- **Source extract**
Divorce and Health Insurance Considerations to Make
Are you currently going through the divorce process? It's a difficult time and health insurance is usually the last thing on your mind. However, it's something that needs to be addressed by both parties, as the policies are typically provided by one person for the entire family through their job. After the settlement, the employer-based option will no longer be available for the employee's ex-wife or husband. Obviously, this creates a difficult situation for the individual without the policy. If you're finding yourself in similar circumstances right now, you'll want to read these important questions and answers.
Questions You Need to Ask
Can I stay on my spouses' employment-based program after we've divorced? Unfortunately, there are few, if any, circumstances that allow you to remain on your spouses' employment-based program after divorce except COBRA. You may want to explore options under COBRA (The Consolidated Omnibus Budget Reconciliation Act), which allows you to stay on your spouses' plan, but only for a maximum of 36 months and at a much higher rate.
What are my options after I've been divorced? You can possibly remain on your spouses' policy under COBRA, but it does expire in 36 months or if you remarry before then. Perhaps the best option involves obtaining a medical benefit from your own job, if it is available. If not, you may try asking for some type of coverage in your settlement. If that too is not possible, your last option is purchasing your own benefits plan. Many people cannot afford the same type of coverage they had under an employment based program, but it's better than nothing.
How do I apply for COBRA coverage? In most cases, you simply need to inform your spouses' plan administrator within sixty days of the settlement. After those sixty days, you cannot receive COBRA at all.
What about our children? If you have children under your spouses' employment based policy, they can typically remain on that plan or switch to a different plan. It's usually a decision worked out between both parties.

- **Exercise tasks**
1. According to the divorce and health insurance article, why do both parties in a divorce need to address health insurance?
2. Reproduce the divorce and health insurance article verbatim between "Divorce and Health" and "questions and answers.", inclusive.

[Stored dataset items]
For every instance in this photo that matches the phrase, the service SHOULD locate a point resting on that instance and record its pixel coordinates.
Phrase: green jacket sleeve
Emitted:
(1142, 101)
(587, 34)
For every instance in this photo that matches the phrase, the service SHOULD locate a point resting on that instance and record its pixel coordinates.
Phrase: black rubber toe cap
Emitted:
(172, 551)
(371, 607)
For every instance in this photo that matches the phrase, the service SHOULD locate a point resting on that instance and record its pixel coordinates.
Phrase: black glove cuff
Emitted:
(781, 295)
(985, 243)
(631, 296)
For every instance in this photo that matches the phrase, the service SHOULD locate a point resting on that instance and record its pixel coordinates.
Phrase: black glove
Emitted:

- **Solutions for each task**
1. One person typically provides the policy for the whole family through their job. After the settlement, that employer-based option is no longer available to the employee's ex-wife or husband.

2.
Divorce and Health Insurance Considerations to Make
Are you currently going through the divorce process? It's a difficult time and health insurance is usually the last thing on your mind. However, it's something that needs to be addressed by both parties, as the policies are typically provided by one person for the entire family through their job. After the settlement, the employer-based option will no longer be available for the employee's ex-wife or husband. Obviously, this creates a difficult situation for the individual without the policy. If you're finding yourself in similar circumstances right now, you'll want to read these important questions and answers.